» **STATED PROBLEM**
Rescale the stretch from the line that contains "Tag the asphalt" through the end of the records, writing every line out again, requests included, with each pin coordinate in the answers multiplied by 2.4 and rounded to a whole number (halves round up). Leave the numbers in the requests and their format samples unchanged.

───── DATA PROVIDED ─────

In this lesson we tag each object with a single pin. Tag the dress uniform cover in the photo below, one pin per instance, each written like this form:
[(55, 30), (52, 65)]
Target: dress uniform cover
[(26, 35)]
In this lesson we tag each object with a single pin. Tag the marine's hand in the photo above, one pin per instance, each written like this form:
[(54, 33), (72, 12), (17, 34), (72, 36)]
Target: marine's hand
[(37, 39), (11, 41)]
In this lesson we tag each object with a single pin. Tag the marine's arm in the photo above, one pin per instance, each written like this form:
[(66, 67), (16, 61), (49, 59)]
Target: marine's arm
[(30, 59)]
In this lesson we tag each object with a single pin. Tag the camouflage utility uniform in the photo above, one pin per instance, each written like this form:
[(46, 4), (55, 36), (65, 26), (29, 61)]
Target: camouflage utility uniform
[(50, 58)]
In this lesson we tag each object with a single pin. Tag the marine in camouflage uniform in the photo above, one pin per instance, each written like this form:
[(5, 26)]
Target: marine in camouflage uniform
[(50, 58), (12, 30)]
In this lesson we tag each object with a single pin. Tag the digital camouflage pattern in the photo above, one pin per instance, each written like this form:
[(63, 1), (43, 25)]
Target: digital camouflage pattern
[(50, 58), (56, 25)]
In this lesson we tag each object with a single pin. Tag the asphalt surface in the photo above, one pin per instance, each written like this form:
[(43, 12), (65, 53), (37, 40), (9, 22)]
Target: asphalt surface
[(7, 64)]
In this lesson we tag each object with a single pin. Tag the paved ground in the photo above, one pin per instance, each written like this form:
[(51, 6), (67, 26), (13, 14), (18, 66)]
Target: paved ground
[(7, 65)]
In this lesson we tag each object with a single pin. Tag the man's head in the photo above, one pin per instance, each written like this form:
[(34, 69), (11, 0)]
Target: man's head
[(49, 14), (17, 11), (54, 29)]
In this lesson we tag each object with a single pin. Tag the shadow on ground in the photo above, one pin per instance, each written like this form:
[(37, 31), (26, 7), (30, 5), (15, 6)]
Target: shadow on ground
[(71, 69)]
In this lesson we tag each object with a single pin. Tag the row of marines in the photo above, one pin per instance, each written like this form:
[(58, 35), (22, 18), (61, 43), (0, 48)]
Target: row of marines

─────

» **COMPLETED EXERCISE**
In this lesson we tag each object with a single pin. Tag the asphalt surface in the photo above, one pin per instance, each written like this form:
[(43, 12), (65, 53), (37, 40), (9, 22)]
Target: asphalt surface
[(17, 154)]
In this lesson we tag each object with a single pin. Tag the paved ground in the photo above, one pin per instance, each written like this form:
[(51, 6), (67, 26), (13, 14), (18, 66)]
Target: paved ground
[(17, 156)]
In this lesson we tag each object with a single pin. Tag the man's head in the photo above, one pin per instance, each written like this form:
[(34, 69), (11, 0)]
Target: man's head
[(118, 34), (41, 26), (130, 70)]
In this lesson we tag each object with a single pin. Tag the shadow on ground in the photo above, one pin per instance, each written like this form:
[(37, 31), (26, 7), (30, 5), (15, 6)]
Target: shadow on ground
[(170, 166)]
In this lesson we tag each object with a single pin. Tag the row of marines in the photo above, one pin per instance, each written like this form:
[(58, 35), (22, 18), (61, 43), (0, 48)]
Target: row of marines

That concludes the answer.